*Problem requirements*.
Every line of the data must appear again in the answer, exactly as written.

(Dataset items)
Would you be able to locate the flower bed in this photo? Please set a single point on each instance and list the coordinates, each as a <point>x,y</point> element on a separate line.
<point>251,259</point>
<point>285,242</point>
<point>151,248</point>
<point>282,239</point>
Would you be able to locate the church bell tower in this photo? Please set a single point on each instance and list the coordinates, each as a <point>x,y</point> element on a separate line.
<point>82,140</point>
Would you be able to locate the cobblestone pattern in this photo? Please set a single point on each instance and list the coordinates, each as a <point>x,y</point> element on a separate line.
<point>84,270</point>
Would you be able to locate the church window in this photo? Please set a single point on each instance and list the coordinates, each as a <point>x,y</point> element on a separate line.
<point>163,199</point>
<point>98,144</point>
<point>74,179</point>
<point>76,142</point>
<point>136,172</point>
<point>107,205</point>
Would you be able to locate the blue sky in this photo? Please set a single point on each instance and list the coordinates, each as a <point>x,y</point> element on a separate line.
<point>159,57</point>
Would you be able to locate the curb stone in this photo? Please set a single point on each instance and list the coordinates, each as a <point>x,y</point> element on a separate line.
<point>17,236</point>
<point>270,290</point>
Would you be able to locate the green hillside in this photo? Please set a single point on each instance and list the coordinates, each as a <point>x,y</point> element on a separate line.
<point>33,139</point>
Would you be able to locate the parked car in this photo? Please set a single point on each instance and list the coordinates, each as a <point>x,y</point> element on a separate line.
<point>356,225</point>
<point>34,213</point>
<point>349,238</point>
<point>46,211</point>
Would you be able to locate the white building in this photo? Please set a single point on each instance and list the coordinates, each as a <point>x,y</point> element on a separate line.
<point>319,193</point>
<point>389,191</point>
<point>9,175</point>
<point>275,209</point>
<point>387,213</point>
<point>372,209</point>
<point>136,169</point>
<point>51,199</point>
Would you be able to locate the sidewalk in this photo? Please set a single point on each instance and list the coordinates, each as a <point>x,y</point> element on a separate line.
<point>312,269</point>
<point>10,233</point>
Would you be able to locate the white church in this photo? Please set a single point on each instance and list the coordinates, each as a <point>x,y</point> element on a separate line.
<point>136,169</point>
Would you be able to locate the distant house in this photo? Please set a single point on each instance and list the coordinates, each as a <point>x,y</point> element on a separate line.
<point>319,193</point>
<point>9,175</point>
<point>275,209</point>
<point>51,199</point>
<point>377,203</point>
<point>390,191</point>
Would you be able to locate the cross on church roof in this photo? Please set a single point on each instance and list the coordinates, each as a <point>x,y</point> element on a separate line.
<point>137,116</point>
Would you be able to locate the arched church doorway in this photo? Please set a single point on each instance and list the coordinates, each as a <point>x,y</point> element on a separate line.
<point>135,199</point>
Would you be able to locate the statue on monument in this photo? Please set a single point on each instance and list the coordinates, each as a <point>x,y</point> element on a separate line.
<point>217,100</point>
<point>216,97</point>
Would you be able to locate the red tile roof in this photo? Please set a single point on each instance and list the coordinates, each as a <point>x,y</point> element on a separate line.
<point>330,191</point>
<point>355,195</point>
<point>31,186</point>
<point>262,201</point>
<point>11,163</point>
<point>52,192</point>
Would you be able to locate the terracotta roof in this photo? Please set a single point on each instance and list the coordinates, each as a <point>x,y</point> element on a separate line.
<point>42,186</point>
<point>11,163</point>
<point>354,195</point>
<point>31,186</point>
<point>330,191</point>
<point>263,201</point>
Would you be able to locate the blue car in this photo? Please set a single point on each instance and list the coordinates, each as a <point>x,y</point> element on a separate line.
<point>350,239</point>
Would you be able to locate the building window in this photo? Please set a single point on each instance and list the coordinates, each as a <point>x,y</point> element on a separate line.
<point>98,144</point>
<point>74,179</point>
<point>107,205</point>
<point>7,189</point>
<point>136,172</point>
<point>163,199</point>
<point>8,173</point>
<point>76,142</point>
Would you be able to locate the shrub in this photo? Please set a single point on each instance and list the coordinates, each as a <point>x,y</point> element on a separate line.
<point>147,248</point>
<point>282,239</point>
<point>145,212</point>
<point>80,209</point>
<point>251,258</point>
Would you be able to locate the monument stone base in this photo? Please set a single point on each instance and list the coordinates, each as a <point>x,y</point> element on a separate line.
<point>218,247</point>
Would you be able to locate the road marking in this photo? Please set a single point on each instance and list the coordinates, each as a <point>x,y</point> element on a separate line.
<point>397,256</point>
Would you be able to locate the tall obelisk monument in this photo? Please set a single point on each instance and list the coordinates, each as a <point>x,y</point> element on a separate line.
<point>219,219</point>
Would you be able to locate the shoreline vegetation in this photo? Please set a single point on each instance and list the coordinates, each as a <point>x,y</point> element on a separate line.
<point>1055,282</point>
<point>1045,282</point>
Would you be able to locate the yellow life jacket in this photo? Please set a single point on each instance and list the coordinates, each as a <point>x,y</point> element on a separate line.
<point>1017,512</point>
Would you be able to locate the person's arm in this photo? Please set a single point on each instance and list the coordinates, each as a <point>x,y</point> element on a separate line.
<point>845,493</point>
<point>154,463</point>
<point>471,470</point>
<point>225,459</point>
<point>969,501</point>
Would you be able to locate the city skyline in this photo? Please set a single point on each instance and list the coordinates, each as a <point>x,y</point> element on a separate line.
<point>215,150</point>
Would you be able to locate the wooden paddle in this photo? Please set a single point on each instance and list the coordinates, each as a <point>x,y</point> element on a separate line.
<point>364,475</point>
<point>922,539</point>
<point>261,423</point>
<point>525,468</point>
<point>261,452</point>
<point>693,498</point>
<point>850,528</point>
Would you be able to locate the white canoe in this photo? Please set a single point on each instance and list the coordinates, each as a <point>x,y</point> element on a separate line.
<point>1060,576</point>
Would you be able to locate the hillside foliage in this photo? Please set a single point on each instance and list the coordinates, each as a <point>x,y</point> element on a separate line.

*Task answer*.
Would you be able to locate the flower bed in this photo? Please set a single point on each instance and list the coordinates, each as a <point>x,y</point> element on a separate line.
<point>251,259</point>
<point>285,242</point>
<point>151,248</point>
<point>282,239</point>
Would you be able to locate the church bell tower in this photo? Please set a single point on each instance and list the coordinates, each as a <point>x,y</point> element on a separate line.
<point>82,140</point>
Would you be able to locate the cobblestone pattern in this photo? Please set a single point on each instance and list the coordinates, each as a <point>x,y</point> element on a separate line.
<point>84,270</point>
Would you be able to locate the church window in this photo? Please set a single point on each instance and list the coordinates, each as a <point>x,y</point> element on a separate line.
<point>163,199</point>
<point>98,144</point>
<point>74,179</point>
<point>76,142</point>
<point>136,172</point>
<point>107,205</point>
Would you be able to locate the blue sky in this photo? Please set a single point on each instance and list the coordinates, each as a <point>x,y</point> element on a separate line.
<point>159,57</point>
Would you be able to locate the curb stone in this photo? Please set a single point on each instance and list the coordinates, each as a <point>x,y</point> element on a separate line.
<point>17,236</point>
<point>270,290</point>
Would you be able to locate the green hillside in this photo? Please set a single point on each instance and list the coordinates, each as a <point>x,y</point> element on a separate line.
<point>33,139</point>
Would you be able to locate the parked car in this photo? Please set a single point on each instance and list the coordinates, each as a <point>x,y</point> element on a separate line.
<point>356,225</point>
<point>34,213</point>
<point>349,238</point>
<point>46,211</point>
Would you be able to locate the white building in this photo? Please set a single point on each instance and list the coordinates, each as a <point>x,y</point> element on a separate line.
<point>319,193</point>
<point>389,191</point>
<point>9,175</point>
<point>275,209</point>
<point>387,213</point>
<point>372,209</point>
<point>136,169</point>
<point>51,199</point>
Would you be able to locate the sidewalk in this photo? Please set a single point on each instance and list the coordinates, each as a <point>x,y</point> element on a separate line.
<point>312,269</point>
<point>10,233</point>
Would you be able to locate the white church in this photo? Please set a single point on each instance and list the coordinates, each as a <point>x,y</point> element on a separate line.
<point>136,169</point>
Would you be able to locate the distant house in this photo? Please set a single point on each instance and list the coordinates, each as a <point>x,y</point> element on a separate line.
<point>319,193</point>
<point>9,175</point>
<point>275,209</point>
<point>51,199</point>
<point>377,203</point>
<point>390,191</point>
Would you be able to locate the cross on church roof in this photo? Please set a single point on each instance and list the coordinates, each as a <point>x,y</point> element on a separate line.
<point>137,116</point>
Would you be able to locate the arched church doorway in this photo? Please set a single point on each instance and list the coordinates, each as a <point>x,y</point> element on a separate line.
<point>135,199</point>
Would you be able to locate the statue on monument in this photo? Please set a single point on each instance and list the coordinates, each as a <point>x,y</point> element on a separate line.
<point>217,100</point>
<point>216,97</point>
Would you be able to locate the red tile roof in this photo? Please set a single point on each instance and list the coordinates, each as a <point>x,y</point> element on a separate line.
<point>330,191</point>
<point>355,195</point>
<point>31,186</point>
<point>262,201</point>
<point>11,163</point>
<point>52,192</point>
Would you be able to locate the terracotta roof in this photo? Please set a single point on each instance and list the coordinates, each as a <point>x,y</point> element on a separate line.
<point>42,186</point>
<point>11,163</point>
<point>354,195</point>
<point>31,186</point>
<point>330,191</point>
<point>263,201</point>
Would you be able to locate the blue car in this photo? Please set a single point on each instance and list the coordinates, each as a <point>x,y</point> element on a separate line.
<point>350,239</point>
Would you be able to locate the building window in this photo? Please set a single point on each instance and list the coordinates, each as a <point>x,y</point> element on a separate line.
<point>98,144</point>
<point>74,179</point>
<point>107,205</point>
<point>7,189</point>
<point>136,172</point>
<point>163,199</point>
<point>8,173</point>
<point>76,142</point>
Would you be able to locate the shrub in this photo? Please set a single point on each instance and list the coordinates, each as a <point>x,y</point> element on a separate line.
<point>147,248</point>
<point>282,239</point>
<point>145,212</point>
<point>80,209</point>
<point>251,258</point>
Would you be able to locate the monument stone base in this photo? Please set a single point on each instance and list the coordinates, each as a <point>x,y</point> element on a separate line.
<point>218,247</point>
Would you be able to locate the road marking in this photo? Please set a single point on each instance and list the coordinates, each as a <point>x,y</point> element on a separate line.
<point>397,256</point>
Would you be able to locate the tall obelisk monument in this photo? Please set a single point on each instance and list the coordinates, each as a <point>x,y</point> element on a separate line.
<point>219,219</point>
Would you be able to locate the shoreline vegetation in this photo? Please set a single point on each instance and list the coordinates, each as a <point>x,y</point> element on a separate line.
<point>1055,282</point>
<point>1045,282</point>
Would you be able to locate the yellow life jacket in this photo? Please set a single point on each instance and list the coordinates, each as a <point>x,y</point> element on a separate line.
<point>1017,512</point>
Would you be able to locate the person's arm in this photo? Please set a single point on each instance and list the coordinates, each as a <point>x,y</point> element on a separate line.
<point>845,493</point>
<point>154,463</point>
<point>471,470</point>
<point>225,459</point>
<point>969,501</point>
Would you be able to locate the city skyline in this photo? Please set a single point on each instance and list the coordinates, each as a <point>x,y</point> element on a separate line.
<point>215,150</point>
Would you be able to locate the wooden paddle in this photo? Please set a single point on each instance and list the coordinates, each as a <point>x,y</point> element on a separate line.
<point>364,475</point>
<point>922,539</point>
<point>261,423</point>
<point>525,468</point>
<point>261,452</point>
<point>693,498</point>
<point>850,528</point>
Would you be able to locate the white canoe in this photo? Please set a single point on each instance and list the coordinates, each as a <point>x,y</point> element on a separate line.
<point>1060,576</point>
Would you be able to locate the hillside foliage in this photo? Please set a single point on each instance and list the coordinates, each as a <point>x,y</point> element on a separate line.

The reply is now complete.